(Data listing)
*-*-*

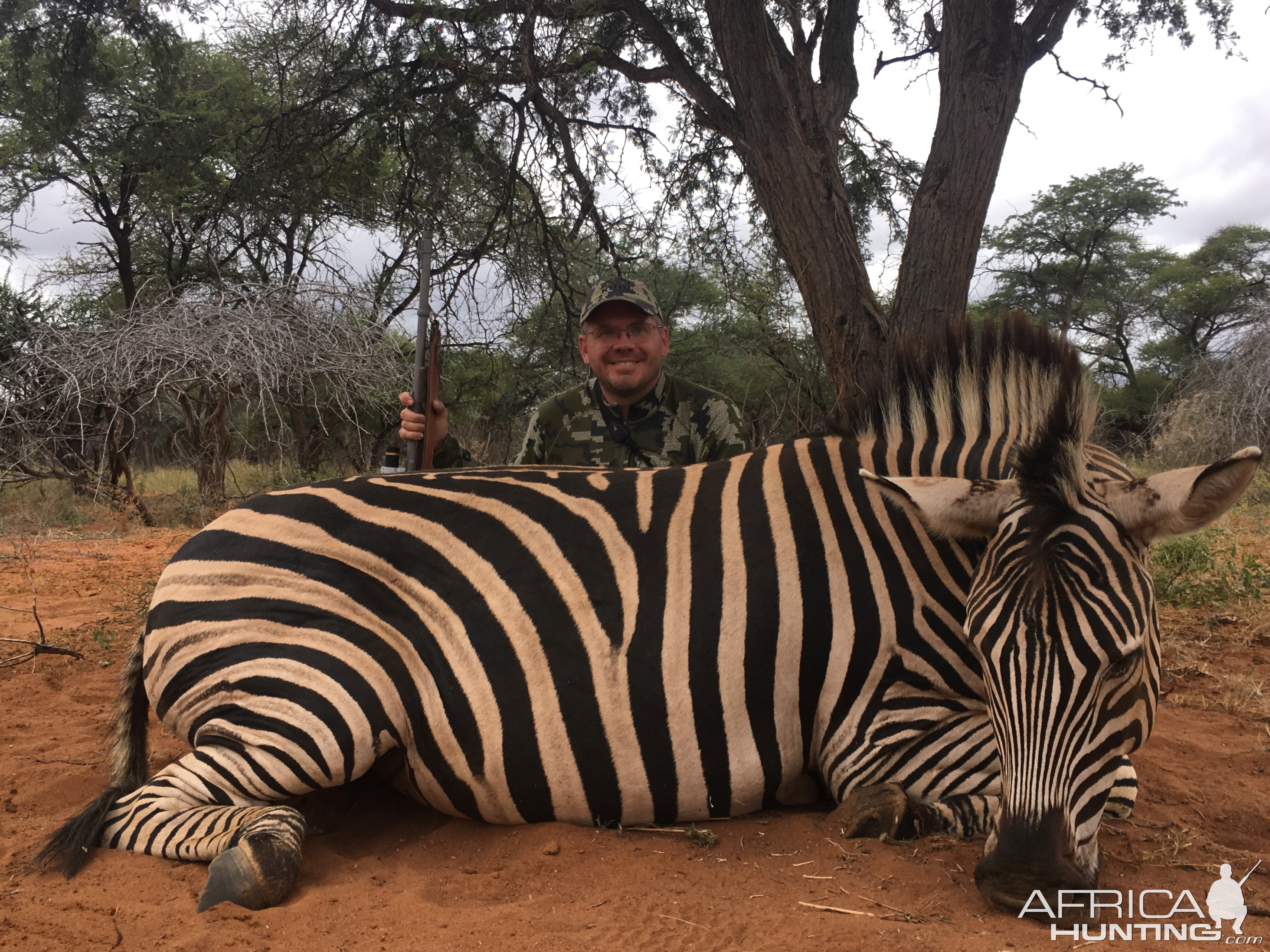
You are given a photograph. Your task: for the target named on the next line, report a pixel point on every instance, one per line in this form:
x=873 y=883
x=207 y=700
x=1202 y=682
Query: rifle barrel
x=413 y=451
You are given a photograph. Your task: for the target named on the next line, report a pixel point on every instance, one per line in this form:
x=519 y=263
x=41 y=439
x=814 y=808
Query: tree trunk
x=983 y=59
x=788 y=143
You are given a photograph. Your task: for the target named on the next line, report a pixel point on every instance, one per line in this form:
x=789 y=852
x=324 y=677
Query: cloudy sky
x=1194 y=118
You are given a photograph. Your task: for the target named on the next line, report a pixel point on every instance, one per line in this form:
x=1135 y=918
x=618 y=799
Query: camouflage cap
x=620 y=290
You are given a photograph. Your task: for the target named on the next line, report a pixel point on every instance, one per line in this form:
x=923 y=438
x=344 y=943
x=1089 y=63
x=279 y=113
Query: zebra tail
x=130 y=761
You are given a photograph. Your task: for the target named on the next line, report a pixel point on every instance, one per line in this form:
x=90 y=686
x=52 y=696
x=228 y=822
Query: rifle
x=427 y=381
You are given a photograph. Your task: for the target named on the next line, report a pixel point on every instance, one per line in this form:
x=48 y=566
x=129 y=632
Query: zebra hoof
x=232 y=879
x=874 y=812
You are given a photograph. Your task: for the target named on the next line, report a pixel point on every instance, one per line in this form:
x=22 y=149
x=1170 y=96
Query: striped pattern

*-*-*

**WHAT THE TASK ASKS:** Reproduce the entire listing above with every occurrence of "pixel point" changed to "coordinate point" and all other text left intact. Omit the pictures.

**CORRECT RESULT:**
You are given a photograph. Your task: for the target named on the next line, report a coordinate point on every instance, one per line in this form:
x=873 y=883
x=207 y=700
x=1202 y=682
Query: rifle barrel
x=413 y=451
You are given a photograph. Your task: for the target named on the next line, report a coordinate point on every instance, one per line in this form:
x=519 y=263
x=41 y=439
x=814 y=808
Query: tree trunk
x=983 y=59
x=788 y=143
You are given a photograph. Your task: for the target named on the next line, report a coordinate point on every instance, one per line in this form:
x=789 y=852
x=324 y=677
Query: cloudy sky
x=1194 y=118
You are given a photograph. Your task: for the target named on the next line, report a coordinate point on every instance, one per line in this form:
x=1135 y=918
x=618 y=799
Query: camouflage cap
x=620 y=290
You are given a photograph. Your task: for the target named on the next line, report a coordinate point on every instance, one per line in this form:
x=923 y=438
x=344 y=943
x=1089 y=63
x=279 y=113
Query: zebra tail
x=130 y=761
You are given a photograph. Your task: for the target named on the next line, report a coordinate point on every instance, one per line in this form:
x=90 y=686
x=52 y=696
x=228 y=822
Query: rifle
x=427 y=381
You are given a photograph. Your task: for the target named on the next line, report a coordinate point on every instance, one per line in this form:
x=48 y=566
x=129 y=632
Query: zebra hoof
x=232 y=879
x=874 y=812
You are given a photograph. Your task: for the target named on the next line, report a coordinate point on every instance, one per line in this form:
x=22 y=149
x=1170 y=96
Query: striped pattern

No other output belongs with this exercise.